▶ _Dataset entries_
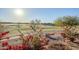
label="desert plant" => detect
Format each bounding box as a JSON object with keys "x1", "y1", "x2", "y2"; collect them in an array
[
  {"x1": 30, "y1": 19, "x2": 43, "y2": 49},
  {"x1": 16, "y1": 20, "x2": 44, "y2": 49},
  {"x1": 30, "y1": 19, "x2": 43, "y2": 37}
]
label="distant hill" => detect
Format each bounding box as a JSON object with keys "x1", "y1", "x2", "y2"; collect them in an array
[
  {"x1": 0, "y1": 22, "x2": 29, "y2": 24},
  {"x1": 0, "y1": 22, "x2": 55, "y2": 26}
]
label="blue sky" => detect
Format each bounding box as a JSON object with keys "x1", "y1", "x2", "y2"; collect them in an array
[{"x1": 0, "y1": 8, "x2": 79, "y2": 23}]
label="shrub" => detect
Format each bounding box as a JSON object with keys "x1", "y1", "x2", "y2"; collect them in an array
[{"x1": 54, "y1": 16, "x2": 79, "y2": 41}]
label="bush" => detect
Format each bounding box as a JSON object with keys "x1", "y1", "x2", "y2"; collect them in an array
[{"x1": 54, "y1": 16, "x2": 79, "y2": 41}]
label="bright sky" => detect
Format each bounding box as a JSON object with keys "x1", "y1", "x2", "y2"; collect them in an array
[{"x1": 0, "y1": 8, "x2": 79, "y2": 23}]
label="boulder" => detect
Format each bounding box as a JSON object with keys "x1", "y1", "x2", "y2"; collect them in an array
[{"x1": 46, "y1": 33, "x2": 64, "y2": 40}]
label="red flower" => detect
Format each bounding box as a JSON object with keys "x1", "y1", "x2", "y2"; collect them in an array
[
  {"x1": 17, "y1": 44, "x2": 23, "y2": 50},
  {"x1": 7, "y1": 44, "x2": 32, "y2": 50},
  {"x1": 12, "y1": 45, "x2": 17, "y2": 50},
  {"x1": 8, "y1": 45, "x2": 12, "y2": 50},
  {"x1": 2, "y1": 31, "x2": 9, "y2": 35},
  {"x1": 2, "y1": 41, "x2": 8, "y2": 47},
  {"x1": 0, "y1": 31, "x2": 9, "y2": 38}
]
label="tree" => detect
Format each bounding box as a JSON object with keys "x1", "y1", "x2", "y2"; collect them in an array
[
  {"x1": 54, "y1": 17, "x2": 63, "y2": 26},
  {"x1": 54, "y1": 16, "x2": 79, "y2": 41}
]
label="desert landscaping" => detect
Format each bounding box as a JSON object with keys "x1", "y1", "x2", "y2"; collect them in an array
[{"x1": 0, "y1": 16, "x2": 79, "y2": 50}]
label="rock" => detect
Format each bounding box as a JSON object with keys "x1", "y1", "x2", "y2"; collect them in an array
[{"x1": 46, "y1": 33, "x2": 64, "y2": 40}]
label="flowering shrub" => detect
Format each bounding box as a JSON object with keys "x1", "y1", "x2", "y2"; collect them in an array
[
  {"x1": 7, "y1": 44, "x2": 30, "y2": 50},
  {"x1": 0, "y1": 20, "x2": 49, "y2": 50},
  {"x1": 2, "y1": 41, "x2": 8, "y2": 47},
  {"x1": 23, "y1": 33, "x2": 49, "y2": 50},
  {"x1": 0, "y1": 31, "x2": 9, "y2": 38}
]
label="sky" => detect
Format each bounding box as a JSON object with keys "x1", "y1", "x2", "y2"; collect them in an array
[{"x1": 0, "y1": 8, "x2": 79, "y2": 23}]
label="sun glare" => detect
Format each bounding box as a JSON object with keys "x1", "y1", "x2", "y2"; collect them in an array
[{"x1": 14, "y1": 9, "x2": 24, "y2": 16}]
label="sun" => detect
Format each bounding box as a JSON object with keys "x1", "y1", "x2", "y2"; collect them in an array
[{"x1": 14, "y1": 9, "x2": 24, "y2": 16}]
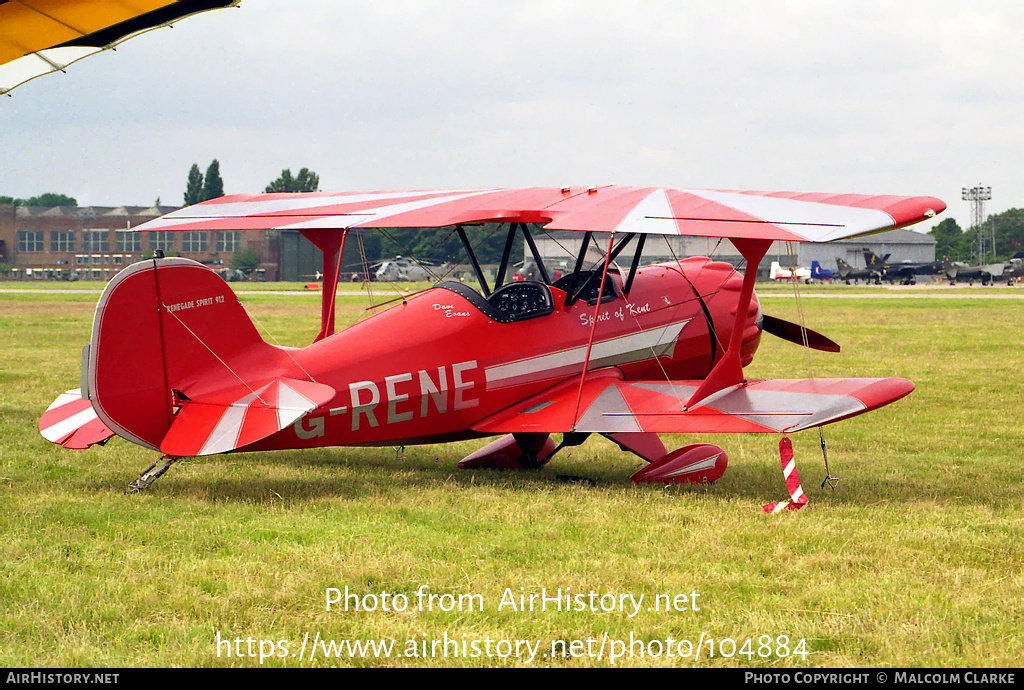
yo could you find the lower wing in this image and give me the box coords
[472,368,914,435]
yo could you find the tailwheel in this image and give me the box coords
[630,444,728,485]
[125,456,180,495]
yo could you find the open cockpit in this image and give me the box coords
[431,221,643,323]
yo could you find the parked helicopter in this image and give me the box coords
[38,186,944,494]
[374,256,438,282]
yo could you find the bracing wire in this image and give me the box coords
[160,303,270,405]
[570,233,617,429]
[242,302,320,384]
[783,240,838,491]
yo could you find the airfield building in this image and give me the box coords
[0,204,282,281]
[1,203,937,283]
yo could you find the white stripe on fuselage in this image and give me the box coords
[484,319,691,389]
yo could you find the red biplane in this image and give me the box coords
[39,186,944,494]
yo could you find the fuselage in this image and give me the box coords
[250,257,762,451]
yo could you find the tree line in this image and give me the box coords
[0,163,322,210]
[0,193,78,207]
[929,209,1024,263]
[20,172,1023,269]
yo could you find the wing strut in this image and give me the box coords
[520,224,551,284]
[456,225,491,296]
[300,228,348,342]
[562,231,593,304]
[494,223,519,290]
[622,233,647,295]
[685,238,771,408]
[571,232,618,429]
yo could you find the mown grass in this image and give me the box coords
[0,286,1021,667]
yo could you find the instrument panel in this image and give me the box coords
[487,282,554,321]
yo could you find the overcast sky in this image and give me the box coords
[2,0,1022,231]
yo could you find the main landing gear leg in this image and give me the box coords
[125,455,180,495]
[458,433,558,470]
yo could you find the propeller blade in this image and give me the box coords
[761,314,841,353]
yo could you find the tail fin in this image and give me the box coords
[835,258,850,276]
[811,261,821,278]
[769,261,781,279]
[87,258,333,455]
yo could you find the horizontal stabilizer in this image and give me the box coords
[473,369,914,435]
[161,378,336,457]
[39,389,115,449]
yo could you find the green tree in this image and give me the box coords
[24,193,77,206]
[202,159,225,201]
[1,193,77,207]
[184,164,204,206]
[987,208,1024,259]
[929,217,970,262]
[377,224,526,265]
[265,167,320,193]
[231,246,261,275]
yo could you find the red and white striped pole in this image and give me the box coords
[762,437,809,514]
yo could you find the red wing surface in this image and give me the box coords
[134,187,945,243]
[473,371,915,435]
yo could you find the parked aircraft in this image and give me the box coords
[37,186,944,498]
[835,258,883,284]
[810,261,835,281]
[769,261,811,282]
[943,260,1006,285]
[860,250,943,285]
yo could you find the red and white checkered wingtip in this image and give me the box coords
[38,389,115,450]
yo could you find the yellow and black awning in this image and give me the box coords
[0,0,239,94]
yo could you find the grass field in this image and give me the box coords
[1,283,1021,667]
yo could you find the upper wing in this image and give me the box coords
[472,369,915,435]
[133,187,945,243]
[0,1,239,95]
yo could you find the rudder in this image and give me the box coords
[88,258,270,451]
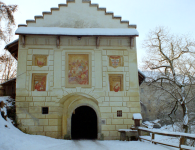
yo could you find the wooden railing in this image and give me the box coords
[138,127,195,150]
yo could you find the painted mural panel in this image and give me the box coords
[109,56,123,68]
[32,73,47,91]
[66,53,91,87]
[109,74,123,92]
[33,55,47,67]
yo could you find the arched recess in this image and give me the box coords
[71,106,97,139]
[60,93,101,139]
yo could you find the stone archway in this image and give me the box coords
[60,93,101,139]
[71,106,97,139]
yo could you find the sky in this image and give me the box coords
[4,0,195,65]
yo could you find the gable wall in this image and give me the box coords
[27,1,129,28]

▶ _What to work on_
For each line in the records that holds "shrub", show that line as it stands.

▶ _Response area_
label="shrub" => detect
label="flowering shrub" => detect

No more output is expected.